(Stored dataset items)

Content starts

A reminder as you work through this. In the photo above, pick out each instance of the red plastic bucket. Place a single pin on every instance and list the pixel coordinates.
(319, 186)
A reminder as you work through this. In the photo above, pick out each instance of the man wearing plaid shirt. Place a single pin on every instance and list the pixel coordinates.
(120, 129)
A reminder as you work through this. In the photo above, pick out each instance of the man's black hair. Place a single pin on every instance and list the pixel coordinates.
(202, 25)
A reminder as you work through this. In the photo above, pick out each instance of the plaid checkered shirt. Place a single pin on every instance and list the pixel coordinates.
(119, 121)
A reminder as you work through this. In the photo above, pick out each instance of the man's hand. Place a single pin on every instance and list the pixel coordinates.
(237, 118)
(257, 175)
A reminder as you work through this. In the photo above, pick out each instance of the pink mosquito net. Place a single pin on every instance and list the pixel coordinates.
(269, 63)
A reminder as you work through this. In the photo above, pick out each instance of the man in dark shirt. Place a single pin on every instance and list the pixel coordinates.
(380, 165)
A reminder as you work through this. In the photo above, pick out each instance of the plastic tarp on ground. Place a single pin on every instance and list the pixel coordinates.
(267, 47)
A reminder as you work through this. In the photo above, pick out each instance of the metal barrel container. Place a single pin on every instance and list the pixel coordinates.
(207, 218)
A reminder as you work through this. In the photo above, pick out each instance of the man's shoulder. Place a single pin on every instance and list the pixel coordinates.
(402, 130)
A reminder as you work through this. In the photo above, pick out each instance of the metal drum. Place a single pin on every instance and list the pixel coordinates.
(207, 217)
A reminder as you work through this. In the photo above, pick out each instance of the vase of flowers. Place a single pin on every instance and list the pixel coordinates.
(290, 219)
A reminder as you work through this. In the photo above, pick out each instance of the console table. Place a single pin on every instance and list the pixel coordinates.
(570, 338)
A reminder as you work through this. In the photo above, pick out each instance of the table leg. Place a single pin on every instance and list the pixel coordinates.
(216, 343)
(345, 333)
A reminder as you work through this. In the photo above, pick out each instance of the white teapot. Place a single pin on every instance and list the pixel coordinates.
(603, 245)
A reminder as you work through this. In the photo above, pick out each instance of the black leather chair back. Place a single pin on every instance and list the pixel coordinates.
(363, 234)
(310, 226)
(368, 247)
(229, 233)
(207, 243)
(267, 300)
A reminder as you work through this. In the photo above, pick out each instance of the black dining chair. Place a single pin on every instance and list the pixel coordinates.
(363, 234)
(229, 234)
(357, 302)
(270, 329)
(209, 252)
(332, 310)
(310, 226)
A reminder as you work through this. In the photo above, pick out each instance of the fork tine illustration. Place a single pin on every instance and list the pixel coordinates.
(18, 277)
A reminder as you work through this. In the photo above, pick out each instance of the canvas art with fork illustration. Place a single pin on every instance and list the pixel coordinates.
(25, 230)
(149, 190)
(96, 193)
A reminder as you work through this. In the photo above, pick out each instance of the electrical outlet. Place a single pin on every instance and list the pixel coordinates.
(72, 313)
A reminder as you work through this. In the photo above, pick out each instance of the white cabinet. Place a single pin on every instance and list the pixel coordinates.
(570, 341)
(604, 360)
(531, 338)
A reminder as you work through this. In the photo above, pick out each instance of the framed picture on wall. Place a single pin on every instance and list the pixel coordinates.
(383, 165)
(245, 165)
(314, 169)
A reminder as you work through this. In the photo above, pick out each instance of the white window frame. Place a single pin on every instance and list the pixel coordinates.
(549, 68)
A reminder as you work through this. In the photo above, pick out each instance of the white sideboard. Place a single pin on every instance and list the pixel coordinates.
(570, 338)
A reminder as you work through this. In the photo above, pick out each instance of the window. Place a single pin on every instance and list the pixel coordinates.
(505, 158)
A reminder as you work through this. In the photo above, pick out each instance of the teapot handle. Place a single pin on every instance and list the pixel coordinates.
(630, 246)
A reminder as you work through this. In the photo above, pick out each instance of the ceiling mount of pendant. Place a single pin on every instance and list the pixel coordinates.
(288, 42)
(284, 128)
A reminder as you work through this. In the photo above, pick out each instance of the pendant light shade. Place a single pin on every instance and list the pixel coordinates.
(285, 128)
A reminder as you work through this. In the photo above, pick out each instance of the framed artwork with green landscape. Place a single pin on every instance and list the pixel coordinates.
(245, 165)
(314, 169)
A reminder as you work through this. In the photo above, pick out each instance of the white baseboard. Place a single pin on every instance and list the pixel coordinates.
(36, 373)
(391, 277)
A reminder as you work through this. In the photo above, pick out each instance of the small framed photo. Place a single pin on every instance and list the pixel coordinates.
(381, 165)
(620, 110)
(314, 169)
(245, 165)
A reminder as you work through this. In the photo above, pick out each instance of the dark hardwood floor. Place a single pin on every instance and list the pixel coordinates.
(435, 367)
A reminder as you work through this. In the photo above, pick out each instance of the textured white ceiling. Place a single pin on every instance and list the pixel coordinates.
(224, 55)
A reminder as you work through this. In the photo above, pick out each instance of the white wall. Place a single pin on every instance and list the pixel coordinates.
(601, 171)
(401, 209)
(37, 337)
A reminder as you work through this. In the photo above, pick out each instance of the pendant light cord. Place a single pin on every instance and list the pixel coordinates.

Content ends

(Work item): In full and without changes, give the data above once more.

(Reply to the task):
A reminder as you work through this. In the photo above, pick out each instance of the red plastic bucket. Place a single pin on every instance and list the pixel coordinates.
(319, 186)
A reminder as you work through this. In the photo above, pick out each instance of the man wearing plaid shirt. Place a single pin on every instance and list the pixel coordinates.
(120, 129)
A reminder as you work through this. In the photo above, pick out each instance of the man's black hair. Place a single pin on every instance and list the pixel coordinates.
(202, 25)
A reminder as you work through this. In the photo above, pick out each instance of the plaid checkered shirt. Place a single pin on every instance and list the pixel coordinates.
(119, 121)
A reminder as you work through this. In the photo above, pick out each instance of the man's hand. Place a single pin on every instance and list the pixel coordinates.
(237, 118)
(257, 175)
A reminder as you work through this. In the photo above, pick out each instance of the pink mosquito net. Place a single pin on every instance and list the pixel coordinates.
(269, 63)
A reminder as you work through this. In the photo above, pick out each instance of the man in dark shirt. Place a single pin on every instance and list the pixel coordinates.
(380, 165)
A reminder as you work through this. In the photo above, pick out each instance of the plastic tarp on ground. Place a single pin on every instance and list the pixel coordinates.
(267, 47)
A reminder as you work through this. In the photo above, pick out each instance of the metal barrel container. Place a single pin on every instance and list the pixel coordinates.
(207, 218)
A reminder as you work through this. In the photo above, pick out each instance of the man's shoulder. Place a single pin on every instance and list the pixel coordinates.
(402, 130)
A reminder as you work through this. In the photo above, pick out each instance of the metal drum. Place a single pin on every instance and list the pixel coordinates.
(207, 217)
A reminder as you work through this. In the photo above, pick out each instance of the vase of flowers. Place a single pin on every instance and list the pixel coordinates.
(290, 219)
A reminder as you work through this. In the photo above, pick out each instance of the console table. Place a single pin on every instance and list the pixel coordinates.
(570, 338)
A reminder as you work through this. In the photo above, pick out each instance of the table leg. Place a single pin on every instance and list the pixel coordinates.
(216, 343)
(345, 333)
A reminder as you work through this. In the photo above, pick out each instance of the white teapot. Place a single pin on every instance and list the pixel coordinates.
(603, 245)
A reminder as you work through this. In the photo above, pick out each instance of the black leather chair back. Place a single pin on every instance and list the pixel coordinates.
(363, 234)
(310, 226)
(368, 247)
(229, 233)
(207, 243)
(267, 300)
A reminder as you work through this. In the photo above, pick out each instance of the black dining chair. Place a single pin on every instance and list the pixel coordinates.
(363, 234)
(229, 234)
(357, 302)
(270, 329)
(209, 252)
(332, 310)
(310, 226)
A reminder as you work through this. In the photo above, pick out each instance of the fork tine illustration. Place a single pin on every instance and list the pixel coordinates.
(18, 277)
A reminder as you work through this. In the photo above, pick out each instance of the canvas art with fork illustration. Place a single pin on every instance and list the pixel coordinates.
(25, 230)
(149, 190)
(96, 193)
A reminder as you work through this. In the photo above, pick out each instance of the electrical outlet. Place a single pin on every instance and list the pixel coordinates.
(72, 313)
A reminder as you work through this. In the photo above, pick out each instance of the white cabinet. Place a single pin on every instance and list the pixel coordinates.
(570, 341)
(604, 360)
(531, 338)
A reminder as you work through this. In the photo above, pick out each instance of the framed picture on wall. Place a single pin on every instance and list the pixel coordinates.
(383, 165)
(245, 165)
(314, 169)
A reminder as you work through this. In the photo above, pick out each instance of the white window frame. Place a single pin on every instance and list the pixel coordinates.
(549, 68)
A reminder as you work through this. In the photo above, pick out each instance of the white sideboard. Place a single pin on every instance and list the pixel coordinates.
(570, 338)
A reminder as you work through this. In the photo above, pick out each instance of the window. Place a single pin on every instance and list the pixel coordinates.
(505, 158)
A reminder as you work through this. In the photo above, pick out each instance of the teapot handle. Place a single pin on every instance and list the pixel coordinates.
(630, 246)
A reminder as you work through this. In the photo above, pick out each instance of the ceiling mount of pendant. Place a single pin on every instance and list the pixel coordinates.
(288, 42)
(284, 128)
A reminder as you work through this. In the photo above, pick out each instance of the pendant light shade. Place a single pin on every instance and list the pixel coordinates.
(285, 128)
A reminder as you work through this. In the photo above, pick out each instance of the framed artwork with green landscape. Place a single pin on every instance and list the pixel coordinates.
(245, 165)
(314, 169)
A reminder as you work through this. In the photo above, pick out each instance of the white baseboard. Place a single pin on every instance and list the pixel coordinates.
(36, 373)
(391, 277)
A reminder as you work through this. In the photo above, pick out each instance of the small framed photo. Place a single pin on every instance and list the pixel coordinates.
(381, 165)
(620, 110)
(314, 169)
(245, 165)
A reminder as you work through this. In the photo above, pick out each instance of the dark hardwood floor. Place a single pin on every instance and list the pixel coordinates.
(435, 367)
A reminder as you work through this. In the photo above, pick out each instance of the textured white ceiling. Place a single pin on every instance and list the pixel coordinates.
(224, 55)
A reminder as you work through this. In the photo above, pick out each instance of the white wall. Place a single pin on every instance and list the pixel coordinates.
(601, 171)
(401, 209)
(37, 337)
A reminder as you work through this. In the photo above, pick out each instance of the pendant light cord. Place a single pin on every instance and list the pixel coordinates.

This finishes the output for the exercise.